| TEXT SHOWN |
· · ·
Ordinary income is money earned through wages/salaries, tips, rent, prizes, commissions, dividends, interest, and unemployment. Interest and dividends received are also taxed as ordinary income.

Ordinary income is taxed based on marginal tax rates established by the IRS. The table below displays the various rates that regular income is taxed by income level.

Ordinary Income Tax Rates

Capital Gains Tax

A capital gain is profit generated from the selling of an asset for more money than you initially paid for it. For example, if you purchase a home today for $200,000 and sell that home 5 years from now for $250,000.  You received a $50,000 capital gain.

Capital gains are taxed either at short-term capital gains rate or long-term capital gains rate. Short term means you owned the asset less than 12 months. Long-term means that you owned that particular asset longer than 12 months.

Short-term capital gains are taxed at your highest marginal tax bracket. Referring to the chart above, if a single person earning $90,000 sold an asset that they owned for less than 12 months, the profits from that sale would be taxed at 24%.
· · ·
| SOURCE MATERIAL |
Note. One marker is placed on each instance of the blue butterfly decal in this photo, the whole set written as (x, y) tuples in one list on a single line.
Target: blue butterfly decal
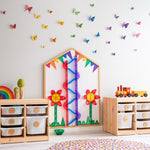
· · ·
Please pick up the text on ordinary income and capital gains taxes after its last sentence and keep writing it.

Capital Gains Tax Rates

Long-term capital gains are taxed at either 0%, 15, or 20%. The amount of the tax depends on the individual’s tax bracket.

0%

If you’re single and your income is less than or equal to $41,675 your long-term capital gains tax rate is 0% If you’re married filing jointly and your income is less than or equal to $83,350 your long-term capital gains rate is 0%.

15%

If you’re single and your income is greater than is more than $41,675 but less than or equal to $459,750, your long-term capital gains rate is 15%. If you’re married filing jointly and your income is greater than $83,350 but less than or equal to $517,200 your long-term capital gains rate is 15%.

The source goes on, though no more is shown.